• _EXERCISE INSTRUCTIONS_
When you copy the records, keep every word exact and leave the pictures out.

──────── INPUT MATERIAL

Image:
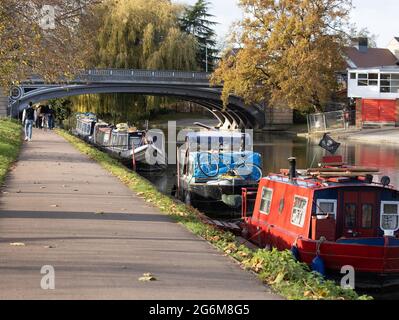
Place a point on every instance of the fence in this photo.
(330, 121)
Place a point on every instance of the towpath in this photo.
(61, 209)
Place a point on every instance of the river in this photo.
(276, 148)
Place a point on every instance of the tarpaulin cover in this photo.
(227, 161)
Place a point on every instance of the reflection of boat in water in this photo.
(330, 217)
(213, 167)
(143, 150)
(139, 148)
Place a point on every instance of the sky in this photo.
(380, 17)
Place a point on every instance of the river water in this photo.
(276, 148)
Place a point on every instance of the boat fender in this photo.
(318, 263)
(295, 250)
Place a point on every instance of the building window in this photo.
(299, 211)
(363, 80)
(265, 204)
(389, 217)
(389, 83)
(326, 207)
(350, 215)
(367, 79)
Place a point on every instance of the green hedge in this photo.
(10, 144)
(279, 270)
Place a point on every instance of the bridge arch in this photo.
(236, 113)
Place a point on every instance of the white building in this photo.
(376, 91)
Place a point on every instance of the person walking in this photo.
(29, 117)
(51, 117)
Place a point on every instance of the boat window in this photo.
(114, 139)
(367, 216)
(389, 216)
(326, 207)
(299, 211)
(350, 215)
(123, 141)
(265, 204)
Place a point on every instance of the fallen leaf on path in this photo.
(147, 277)
(17, 244)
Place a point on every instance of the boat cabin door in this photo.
(360, 215)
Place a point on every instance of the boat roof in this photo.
(216, 134)
(318, 183)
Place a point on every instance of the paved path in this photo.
(53, 202)
(372, 136)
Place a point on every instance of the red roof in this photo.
(373, 57)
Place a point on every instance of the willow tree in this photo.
(290, 51)
(28, 46)
(197, 20)
(138, 34)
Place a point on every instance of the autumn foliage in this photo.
(289, 52)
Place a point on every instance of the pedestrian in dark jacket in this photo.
(29, 117)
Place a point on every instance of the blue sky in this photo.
(380, 17)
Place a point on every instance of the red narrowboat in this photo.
(335, 213)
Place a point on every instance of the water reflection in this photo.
(276, 148)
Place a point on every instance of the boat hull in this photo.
(374, 260)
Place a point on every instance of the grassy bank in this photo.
(279, 270)
(10, 144)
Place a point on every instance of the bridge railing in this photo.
(102, 75)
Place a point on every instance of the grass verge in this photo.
(10, 145)
(279, 270)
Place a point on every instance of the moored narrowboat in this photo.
(213, 166)
(331, 217)
(85, 124)
(143, 150)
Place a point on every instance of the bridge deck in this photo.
(51, 199)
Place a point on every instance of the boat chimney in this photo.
(292, 162)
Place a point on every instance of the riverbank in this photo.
(62, 210)
(10, 144)
(279, 270)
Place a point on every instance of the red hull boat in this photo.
(335, 213)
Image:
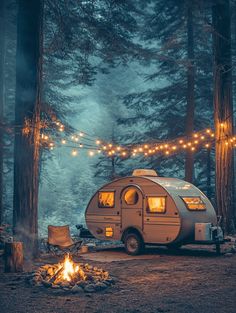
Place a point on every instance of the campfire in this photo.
(71, 276)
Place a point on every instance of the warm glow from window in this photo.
(109, 231)
(131, 196)
(106, 199)
(156, 204)
(194, 203)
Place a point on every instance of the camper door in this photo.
(132, 207)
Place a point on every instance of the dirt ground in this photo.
(190, 280)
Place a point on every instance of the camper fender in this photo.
(129, 230)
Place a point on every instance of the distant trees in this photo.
(190, 106)
(27, 122)
(223, 113)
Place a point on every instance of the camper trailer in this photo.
(147, 209)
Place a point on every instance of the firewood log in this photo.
(13, 255)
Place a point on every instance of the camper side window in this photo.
(194, 203)
(156, 204)
(106, 199)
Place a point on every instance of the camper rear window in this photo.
(156, 204)
(106, 199)
(131, 196)
(194, 203)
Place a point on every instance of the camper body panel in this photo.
(175, 225)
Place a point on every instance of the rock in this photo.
(228, 254)
(66, 289)
(106, 283)
(82, 284)
(100, 286)
(65, 285)
(109, 281)
(46, 283)
(55, 286)
(77, 289)
(90, 288)
(50, 271)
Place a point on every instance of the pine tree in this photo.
(223, 113)
(27, 119)
(2, 98)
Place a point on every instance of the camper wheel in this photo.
(134, 244)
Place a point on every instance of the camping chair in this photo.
(60, 241)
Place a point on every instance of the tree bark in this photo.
(2, 98)
(189, 125)
(13, 255)
(223, 113)
(27, 119)
(208, 174)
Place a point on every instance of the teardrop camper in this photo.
(147, 209)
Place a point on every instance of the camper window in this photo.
(156, 204)
(106, 199)
(194, 203)
(131, 196)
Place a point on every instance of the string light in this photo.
(203, 138)
(74, 152)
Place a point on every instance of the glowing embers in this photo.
(109, 232)
(69, 275)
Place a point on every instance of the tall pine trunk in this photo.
(189, 126)
(223, 113)
(27, 120)
(2, 98)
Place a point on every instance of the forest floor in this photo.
(190, 280)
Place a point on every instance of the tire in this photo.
(134, 244)
(174, 246)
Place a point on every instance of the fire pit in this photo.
(70, 276)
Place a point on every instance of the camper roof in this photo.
(144, 172)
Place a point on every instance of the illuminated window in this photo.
(156, 204)
(109, 232)
(131, 196)
(194, 203)
(106, 199)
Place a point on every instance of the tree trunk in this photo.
(27, 119)
(208, 174)
(223, 113)
(2, 98)
(189, 126)
(13, 255)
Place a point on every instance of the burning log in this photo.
(69, 275)
(13, 255)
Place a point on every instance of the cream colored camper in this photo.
(147, 209)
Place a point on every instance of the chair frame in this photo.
(61, 250)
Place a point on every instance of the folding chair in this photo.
(60, 241)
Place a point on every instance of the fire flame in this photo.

────────────────

• _RESPONSE TO THIS EXERCISE_
Image:
Place a point on every instance of the fence in this photo.
(330, 121)
Place a point on every instance of the towpath in this photo.
(61, 209)
Place a point on every instance of the river in this photo.
(276, 148)
Place a point on every instance of the tarpaulin cover in this photo.
(227, 161)
Place a point on every instance of the reflection of boat in water in this photo.
(330, 217)
(213, 167)
(143, 150)
(139, 148)
Place a point on every instance of the sky in this photo.
(380, 17)
Place a point on every instance of the river water in this photo.
(276, 148)
Place a point on every instance of the boat fender in this photo.
(318, 263)
(295, 250)
Place a point on every instance of the building window in this photo.
(299, 211)
(363, 80)
(265, 204)
(389, 217)
(389, 83)
(326, 207)
(350, 215)
(367, 79)
Place a point on every instance of the green hedge in this photo.
(10, 144)
(279, 270)
Place a point on every instance of the bridge arch in this photo.
(236, 113)
Place a point on every instance of the white building in this photo.
(376, 91)
Place a point on every instance of the person walking in this photo.
(29, 117)
(51, 117)
Place a point on every instance of the boat window in this photo.
(114, 139)
(367, 216)
(389, 216)
(326, 207)
(299, 211)
(350, 215)
(123, 141)
(265, 204)
Place a point on every instance of the fallen leaf on path in this photo.
(147, 277)
(17, 244)
Place a point on every instance of the boat cabin door in this photo.
(360, 215)
Place a point on every instance of the boat roof in this photo.
(216, 134)
(318, 183)
Place a point on every instance of the paved path in this photo.
(53, 202)
(372, 136)
Place a point on every instance of the red roof in this photo.
(373, 57)
Place a point on every instance of the willow tree in this photo.
(290, 51)
(28, 46)
(197, 20)
(138, 34)
Place a point on every instance of the autumn foliage in this photo.
(289, 52)
Place a point on every instance of the pedestrian in dark jacket in this photo.
(29, 117)
Place a point on every instance of the blue sky in this photo.
(380, 17)
Place a point on every instance of the red narrowboat in this photo.
(335, 213)
Place a point on every instance of the water reflection in this photo.
(276, 148)
Place a point on every instance of the boat hull in this photo.
(374, 260)
Place a point on every instance of the grassy bank in this photo.
(279, 270)
(10, 144)
Place a point on every instance of the bridge railing in this photo.
(102, 75)
Place a point on every instance of the grass verge in this photo.
(10, 145)
(279, 270)
Place a point on every instance of the moored narrowboat in this photo.
(213, 166)
(331, 217)
(85, 124)
(143, 150)
Place a point on every instance of the bridge deck in this photo.
(51, 199)
Place a point on every instance of the boat chimney in this photo.
(292, 162)
Place a point on every instance of the riverbank in this photo.
(62, 210)
(10, 144)
(279, 270)
Place a point on every instance of the red hull boat in this photo.
(335, 213)
Image:
Place a point on every instance of the campfire in this photo.
(71, 276)
Place a point on every instance of the warm glow from window in this photo.
(109, 231)
(131, 196)
(106, 199)
(156, 204)
(194, 203)
Place a point on every instance of the camper door in this photo.
(132, 207)
Place a point on every instance of the dirt ground in this photo.
(190, 280)
Place a point on every instance of the camper fender in this photo.
(129, 230)
Place a point on every instance of the distant trees in this photo.
(190, 106)
(27, 122)
(223, 113)
Place a point on every instance of the camper trailer in this photo.
(147, 209)
Place a point on every instance of the firewood log in this photo.
(13, 255)
Place a point on every instance of the camper side window in this photo.
(194, 203)
(156, 204)
(106, 199)
Place a point on every instance of the camper rear window in this photo.
(156, 204)
(106, 199)
(131, 196)
(194, 203)
Place a point on every instance of the camper body panel in this photo.
(175, 225)
Place a point on every instance of the rock in this photo.
(228, 254)
(66, 289)
(106, 283)
(82, 284)
(100, 286)
(65, 285)
(109, 281)
(46, 283)
(55, 286)
(77, 289)
(90, 288)
(50, 271)
Place a point on every instance of the pine tree in this photo.
(223, 113)
(27, 119)
(2, 98)
Place a point on every instance of the camper wheel in this photo.
(134, 244)
Place a point on every instance of the camping chair in this photo.
(60, 241)
Place a point on every instance of the tree bark in this photo.
(2, 98)
(189, 125)
(13, 255)
(223, 113)
(27, 119)
(208, 174)
Place a point on every instance of the teardrop camper in this photo.
(147, 209)
Place a point on every instance of the camper window in this photo.
(156, 204)
(106, 199)
(194, 203)
(131, 196)
Place a point on every instance of the string light in this photo.
(203, 138)
(74, 152)
Place a point on every instance of the glowing embers in this photo.
(109, 232)
(69, 275)
Place a point on every instance of the tall pine trunk in this photo.
(189, 126)
(223, 113)
(27, 120)
(2, 98)
Place a point on every instance of the forest floor in this photo.
(190, 280)
Place a point on every instance of the tire in this photo.
(134, 244)
(174, 246)
Place a point on every instance of the fire pit in this photo.
(70, 276)
Place a point on every instance of the camper roof in this photo.
(144, 172)
Place a point on every instance of the illuminated window in this photo.
(156, 204)
(109, 232)
(131, 196)
(194, 203)
(106, 199)
Place a point on every instance of the tree trunk in this photo.
(27, 119)
(208, 174)
(223, 113)
(2, 98)
(189, 126)
(13, 255)
Place a point on every instance of the burning log in this photo.
(69, 275)
(13, 255)
Place a point on every instance of the cream colored camper in this photo.
(147, 209)
Place a point on every instance of the chair frame in this photo.
(61, 250)
Place a point on every instance of the folding chair in this photo.
(60, 241)
Place a point on every instance of the fire flame in this photo.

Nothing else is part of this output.